[Natural language region descriptions]

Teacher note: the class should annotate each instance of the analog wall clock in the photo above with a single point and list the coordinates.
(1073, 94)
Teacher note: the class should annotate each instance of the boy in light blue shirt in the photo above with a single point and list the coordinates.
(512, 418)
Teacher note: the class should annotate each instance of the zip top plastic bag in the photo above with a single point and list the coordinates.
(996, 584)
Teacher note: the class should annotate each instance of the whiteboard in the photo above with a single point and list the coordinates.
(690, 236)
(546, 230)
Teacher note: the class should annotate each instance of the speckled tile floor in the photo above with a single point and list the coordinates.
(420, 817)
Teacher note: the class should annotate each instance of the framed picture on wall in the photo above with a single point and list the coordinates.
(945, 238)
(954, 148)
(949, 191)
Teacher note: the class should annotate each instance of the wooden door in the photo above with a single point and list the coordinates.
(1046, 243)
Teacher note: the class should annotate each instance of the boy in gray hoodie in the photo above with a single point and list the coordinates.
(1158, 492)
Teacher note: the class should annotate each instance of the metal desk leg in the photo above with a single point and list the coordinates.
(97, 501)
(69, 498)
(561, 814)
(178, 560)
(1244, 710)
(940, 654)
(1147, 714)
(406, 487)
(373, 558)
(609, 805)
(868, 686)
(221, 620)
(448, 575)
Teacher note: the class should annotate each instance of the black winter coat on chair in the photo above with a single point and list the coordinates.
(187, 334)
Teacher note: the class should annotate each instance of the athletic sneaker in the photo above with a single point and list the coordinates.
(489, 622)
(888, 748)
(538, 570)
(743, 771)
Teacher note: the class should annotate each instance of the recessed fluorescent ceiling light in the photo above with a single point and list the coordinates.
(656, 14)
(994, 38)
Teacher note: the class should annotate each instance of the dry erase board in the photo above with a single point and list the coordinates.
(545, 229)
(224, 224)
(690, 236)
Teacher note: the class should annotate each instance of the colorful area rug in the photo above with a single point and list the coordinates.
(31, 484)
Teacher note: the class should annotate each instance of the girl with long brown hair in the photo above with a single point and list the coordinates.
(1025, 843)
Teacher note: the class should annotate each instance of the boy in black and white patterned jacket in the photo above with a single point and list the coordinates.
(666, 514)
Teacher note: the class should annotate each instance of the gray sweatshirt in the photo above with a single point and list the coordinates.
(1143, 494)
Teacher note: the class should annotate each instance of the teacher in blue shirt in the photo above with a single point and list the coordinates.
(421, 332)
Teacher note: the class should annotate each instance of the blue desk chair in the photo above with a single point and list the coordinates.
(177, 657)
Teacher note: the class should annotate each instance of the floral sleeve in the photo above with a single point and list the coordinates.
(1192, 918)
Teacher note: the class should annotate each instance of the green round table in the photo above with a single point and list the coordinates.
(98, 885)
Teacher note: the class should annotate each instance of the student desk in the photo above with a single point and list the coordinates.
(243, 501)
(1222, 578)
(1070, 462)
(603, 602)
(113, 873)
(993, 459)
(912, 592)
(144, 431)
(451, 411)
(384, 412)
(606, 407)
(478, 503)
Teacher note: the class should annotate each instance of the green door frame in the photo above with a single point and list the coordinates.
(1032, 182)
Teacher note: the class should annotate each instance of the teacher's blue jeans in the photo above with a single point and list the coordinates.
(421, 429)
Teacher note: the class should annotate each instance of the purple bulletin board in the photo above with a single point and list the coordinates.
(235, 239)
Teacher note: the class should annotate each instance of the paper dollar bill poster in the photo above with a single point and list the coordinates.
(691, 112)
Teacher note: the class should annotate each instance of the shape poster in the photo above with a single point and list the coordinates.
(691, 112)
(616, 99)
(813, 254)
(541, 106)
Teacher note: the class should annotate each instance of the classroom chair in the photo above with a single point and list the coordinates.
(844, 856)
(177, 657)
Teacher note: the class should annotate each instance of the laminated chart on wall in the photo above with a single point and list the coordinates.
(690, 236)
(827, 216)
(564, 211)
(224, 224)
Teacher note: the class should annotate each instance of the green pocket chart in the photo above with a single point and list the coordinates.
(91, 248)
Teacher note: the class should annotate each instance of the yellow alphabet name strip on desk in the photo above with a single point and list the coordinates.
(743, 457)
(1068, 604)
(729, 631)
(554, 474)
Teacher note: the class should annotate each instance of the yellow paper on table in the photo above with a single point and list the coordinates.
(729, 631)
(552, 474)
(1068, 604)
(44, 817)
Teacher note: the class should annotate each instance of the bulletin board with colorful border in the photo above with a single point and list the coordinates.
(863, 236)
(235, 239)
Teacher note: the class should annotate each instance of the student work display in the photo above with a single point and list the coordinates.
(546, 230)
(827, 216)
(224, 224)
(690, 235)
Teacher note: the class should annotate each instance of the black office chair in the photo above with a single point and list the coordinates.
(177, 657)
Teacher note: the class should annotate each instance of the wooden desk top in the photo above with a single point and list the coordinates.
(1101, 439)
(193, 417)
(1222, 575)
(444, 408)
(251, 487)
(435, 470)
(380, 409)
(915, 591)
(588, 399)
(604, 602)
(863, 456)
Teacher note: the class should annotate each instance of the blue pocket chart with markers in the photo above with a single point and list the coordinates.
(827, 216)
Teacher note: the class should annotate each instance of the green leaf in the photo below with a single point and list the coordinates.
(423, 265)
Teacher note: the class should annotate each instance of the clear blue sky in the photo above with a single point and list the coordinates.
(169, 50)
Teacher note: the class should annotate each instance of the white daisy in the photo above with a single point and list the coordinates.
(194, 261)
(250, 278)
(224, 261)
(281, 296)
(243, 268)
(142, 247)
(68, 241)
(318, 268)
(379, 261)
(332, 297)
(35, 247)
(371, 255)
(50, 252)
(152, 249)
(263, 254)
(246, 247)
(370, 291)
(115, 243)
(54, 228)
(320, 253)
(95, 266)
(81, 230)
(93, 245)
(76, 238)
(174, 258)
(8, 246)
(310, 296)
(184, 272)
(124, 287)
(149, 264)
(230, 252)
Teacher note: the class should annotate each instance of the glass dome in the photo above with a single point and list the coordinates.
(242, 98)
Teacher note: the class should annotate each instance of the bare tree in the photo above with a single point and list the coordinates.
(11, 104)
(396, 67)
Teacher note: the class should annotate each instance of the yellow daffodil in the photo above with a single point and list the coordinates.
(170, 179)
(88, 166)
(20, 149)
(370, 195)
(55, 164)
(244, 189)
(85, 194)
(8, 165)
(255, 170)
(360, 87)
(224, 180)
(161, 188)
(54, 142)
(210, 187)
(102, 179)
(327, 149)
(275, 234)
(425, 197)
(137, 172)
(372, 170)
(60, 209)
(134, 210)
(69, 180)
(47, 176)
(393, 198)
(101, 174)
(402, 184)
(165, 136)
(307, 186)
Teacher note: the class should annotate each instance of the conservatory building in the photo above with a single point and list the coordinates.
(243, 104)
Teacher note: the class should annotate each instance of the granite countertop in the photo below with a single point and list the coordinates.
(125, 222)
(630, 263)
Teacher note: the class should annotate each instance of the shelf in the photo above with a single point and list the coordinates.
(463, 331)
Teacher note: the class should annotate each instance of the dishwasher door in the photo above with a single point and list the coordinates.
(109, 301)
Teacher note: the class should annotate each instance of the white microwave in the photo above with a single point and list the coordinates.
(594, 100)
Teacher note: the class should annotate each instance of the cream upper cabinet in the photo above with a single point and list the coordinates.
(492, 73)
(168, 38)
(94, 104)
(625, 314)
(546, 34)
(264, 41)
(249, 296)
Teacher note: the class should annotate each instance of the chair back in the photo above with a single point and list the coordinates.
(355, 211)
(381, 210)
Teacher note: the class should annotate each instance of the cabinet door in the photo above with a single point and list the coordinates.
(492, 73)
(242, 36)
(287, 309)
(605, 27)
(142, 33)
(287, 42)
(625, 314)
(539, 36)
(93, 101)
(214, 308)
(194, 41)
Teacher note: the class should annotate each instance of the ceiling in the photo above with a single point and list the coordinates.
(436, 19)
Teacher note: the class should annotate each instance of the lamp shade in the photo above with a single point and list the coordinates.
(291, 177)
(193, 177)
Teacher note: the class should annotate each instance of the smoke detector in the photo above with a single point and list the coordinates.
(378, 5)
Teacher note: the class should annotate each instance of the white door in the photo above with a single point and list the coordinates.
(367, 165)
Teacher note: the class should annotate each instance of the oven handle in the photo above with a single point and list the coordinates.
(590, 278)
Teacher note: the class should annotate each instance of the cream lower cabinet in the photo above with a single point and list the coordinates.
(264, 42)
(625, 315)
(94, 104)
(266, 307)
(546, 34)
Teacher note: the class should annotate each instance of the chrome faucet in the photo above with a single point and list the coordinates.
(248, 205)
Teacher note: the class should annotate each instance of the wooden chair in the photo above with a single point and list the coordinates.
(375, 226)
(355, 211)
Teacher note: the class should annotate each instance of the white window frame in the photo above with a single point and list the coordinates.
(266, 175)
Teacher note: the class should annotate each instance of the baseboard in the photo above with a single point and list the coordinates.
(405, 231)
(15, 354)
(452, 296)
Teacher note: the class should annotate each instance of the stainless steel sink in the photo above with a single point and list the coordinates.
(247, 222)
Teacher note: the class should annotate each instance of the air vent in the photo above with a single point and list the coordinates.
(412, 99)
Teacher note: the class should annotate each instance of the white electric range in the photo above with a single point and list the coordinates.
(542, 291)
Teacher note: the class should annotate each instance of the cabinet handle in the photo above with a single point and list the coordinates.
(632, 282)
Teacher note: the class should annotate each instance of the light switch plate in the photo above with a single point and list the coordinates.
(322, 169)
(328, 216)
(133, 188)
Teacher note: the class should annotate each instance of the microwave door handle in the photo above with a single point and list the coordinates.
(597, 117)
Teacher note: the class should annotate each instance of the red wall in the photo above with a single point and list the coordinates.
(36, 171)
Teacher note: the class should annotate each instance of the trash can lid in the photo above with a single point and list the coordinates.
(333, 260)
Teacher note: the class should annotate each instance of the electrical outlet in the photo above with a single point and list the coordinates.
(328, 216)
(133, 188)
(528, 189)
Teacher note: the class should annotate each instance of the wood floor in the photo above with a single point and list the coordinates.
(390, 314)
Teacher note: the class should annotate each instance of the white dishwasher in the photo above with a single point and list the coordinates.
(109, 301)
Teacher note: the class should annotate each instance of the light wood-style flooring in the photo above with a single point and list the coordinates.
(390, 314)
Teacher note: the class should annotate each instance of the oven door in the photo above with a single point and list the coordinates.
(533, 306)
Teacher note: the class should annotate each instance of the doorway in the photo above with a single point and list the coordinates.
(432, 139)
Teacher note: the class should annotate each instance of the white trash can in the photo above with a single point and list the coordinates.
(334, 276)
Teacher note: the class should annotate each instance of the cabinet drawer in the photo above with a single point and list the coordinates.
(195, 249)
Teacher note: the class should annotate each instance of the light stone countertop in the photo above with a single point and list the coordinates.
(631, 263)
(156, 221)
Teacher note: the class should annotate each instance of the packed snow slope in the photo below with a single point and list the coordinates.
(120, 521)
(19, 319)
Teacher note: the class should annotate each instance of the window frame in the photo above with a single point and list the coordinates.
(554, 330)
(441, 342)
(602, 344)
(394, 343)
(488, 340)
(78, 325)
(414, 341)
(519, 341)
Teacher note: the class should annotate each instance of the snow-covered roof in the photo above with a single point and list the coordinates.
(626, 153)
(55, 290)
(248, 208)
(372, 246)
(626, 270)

◆ **WORK REQUIRED**: Could you output exactly the lines from the one containing "of the snow-covered" to the end of the entries above, both included, and no others?

◆ **EXERCISE RESULT**:
Teacher note: the class should annotate each instance of the snow-covered roof in the photo above with a single point and list the coordinates.
(626, 153)
(55, 290)
(248, 208)
(372, 246)
(626, 270)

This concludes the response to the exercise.